### Problem
Repeat every record below exactly, but leave out any pictures.

-------- Supplied information --------

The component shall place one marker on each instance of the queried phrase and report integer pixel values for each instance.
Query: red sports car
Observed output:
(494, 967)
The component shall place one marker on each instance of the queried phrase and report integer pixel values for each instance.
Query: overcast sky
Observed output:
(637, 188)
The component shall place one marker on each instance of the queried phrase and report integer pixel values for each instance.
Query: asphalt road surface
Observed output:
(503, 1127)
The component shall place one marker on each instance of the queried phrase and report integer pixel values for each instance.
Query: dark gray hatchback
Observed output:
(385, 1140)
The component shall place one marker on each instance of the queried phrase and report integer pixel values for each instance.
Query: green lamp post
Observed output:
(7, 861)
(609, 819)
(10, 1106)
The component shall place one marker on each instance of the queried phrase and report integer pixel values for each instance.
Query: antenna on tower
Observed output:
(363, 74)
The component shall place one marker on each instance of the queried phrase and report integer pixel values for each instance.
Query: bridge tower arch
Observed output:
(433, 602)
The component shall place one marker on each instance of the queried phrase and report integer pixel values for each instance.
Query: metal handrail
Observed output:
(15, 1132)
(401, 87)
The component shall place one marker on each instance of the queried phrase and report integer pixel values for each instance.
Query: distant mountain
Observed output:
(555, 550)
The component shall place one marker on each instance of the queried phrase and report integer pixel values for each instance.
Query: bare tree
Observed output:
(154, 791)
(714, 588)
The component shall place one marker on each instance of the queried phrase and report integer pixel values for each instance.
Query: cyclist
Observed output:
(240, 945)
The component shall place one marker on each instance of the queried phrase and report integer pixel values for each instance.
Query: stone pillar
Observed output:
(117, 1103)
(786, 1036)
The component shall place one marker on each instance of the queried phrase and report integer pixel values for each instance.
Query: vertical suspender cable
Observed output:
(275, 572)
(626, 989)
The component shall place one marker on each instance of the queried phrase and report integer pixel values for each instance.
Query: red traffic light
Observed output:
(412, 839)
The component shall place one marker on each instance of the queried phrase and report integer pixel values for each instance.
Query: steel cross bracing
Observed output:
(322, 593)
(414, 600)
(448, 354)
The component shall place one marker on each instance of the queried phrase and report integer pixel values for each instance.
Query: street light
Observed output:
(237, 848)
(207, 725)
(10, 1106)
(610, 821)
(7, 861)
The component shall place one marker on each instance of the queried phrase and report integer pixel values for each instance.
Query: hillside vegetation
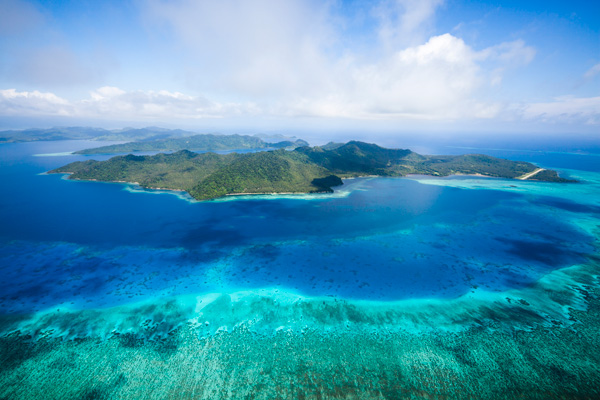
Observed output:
(304, 170)
(206, 142)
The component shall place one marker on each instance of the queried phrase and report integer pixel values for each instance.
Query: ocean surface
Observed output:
(90, 259)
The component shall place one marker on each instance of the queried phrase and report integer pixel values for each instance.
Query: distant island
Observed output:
(151, 139)
(303, 170)
(204, 142)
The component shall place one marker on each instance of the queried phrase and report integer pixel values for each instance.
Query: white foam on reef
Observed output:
(548, 302)
(586, 191)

--------

### Written response
The component shall place one marker on each instance of the queried phrase and report integer pixel values for each instance.
Query: red sports car
Observed output:
(494, 967)
The component shall place one marker on each instance of the queried phrase and report integer pixel values for each instance.
Query: overcast sky
Observed output:
(637, 188)
The component shall place one marker on each instance of the queried phrase and report integer pixel values for each instance.
Query: asphalt road surface
Observed output:
(503, 1127)
The component shall place one marker on each instance of the queried phrase and report integer pixel values for each instance.
Query: dark gray hatchback
Observed output:
(385, 1140)
The component shall place one marker on each instance of the queried phrase and report integer pixel values for each instance.
Query: green lamp post
Observed output:
(7, 861)
(609, 819)
(10, 1106)
The component shall place one marker on each instance of the queried phrase and report integer pixel values for each instance.
Query: antenna on tower
Observed output:
(363, 74)
The component shall place one marker on each instance of the queried phrase and report integer pixel values for each instance.
Query: bridge tower arch
Observed output:
(433, 602)
The component shall place one marker on each instance of the queried phrase and report integer pixel values for each instance.
Query: metal handrail
Observed output:
(15, 1132)
(401, 87)
The component shall place one marker on each instance of the queried phrase and report integer pixel values for each instance.
Query: distant mountain
Observed output:
(555, 550)
The component shall place one marker on each instance of the queried phrase and report integer pixel values for each instance.
Query: bare tree
Observed output:
(154, 791)
(714, 588)
The component shall place one marker on each instance of the queried phrase and report integer pixel values for each instance.
Query: cyclist
Observed output:
(240, 945)
The component shall place one marker on each instance of the queried phrase and report integer pixel values for each instance.
Query: stone pillar
Observed output:
(117, 1103)
(786, 1036)
The component shall place one marker on each instance of the queried phrase and report integer pixel values for each instance.
Query: vertical suspender cable
Observed output:
(275, 572)
(626, 989)
The component shall place one marker on each instance of the queried phrase and report integer pixel values for each instance.
Query: red traffic light
Observed output:
(412, 839)
The component shall place one marker on each instance of the queried phrase and report integer pixel values for each instance.
Query: steel cross bracing
Observed output:
(322, 593)
(414, 600)
(448, 354)
The component shall place one marker on each instance of the queried phrase and report integer pixel values for each instance.
Query: street light
Observed output:
(237, 848)
(207, 725)
(10, 1106)
(610, 821)
(7, 861)
The component shall place one marker on each instance of the queried phrase and report integer pixel values for each instance.
Query: hillside vegetation
Observed output:
(304, 170)
(206, 142)
The component shall place one marker on each instance of the queried phrase and report integer pixel values for each instance.
Query: ocean surface
Observed output:
(90, 259)
The component shall place one marker on each instance of the queried phrase and report integer pixel values for each instance.
Query: distant island
Observed output:
(151, 139)
(303, 170)
(204, 142)
The component shall place one marker on each instance of the queried phrase and report integer pixel values for each instance.
Query: white foam on reef
Observed output:
(548, 302)
(586, 191)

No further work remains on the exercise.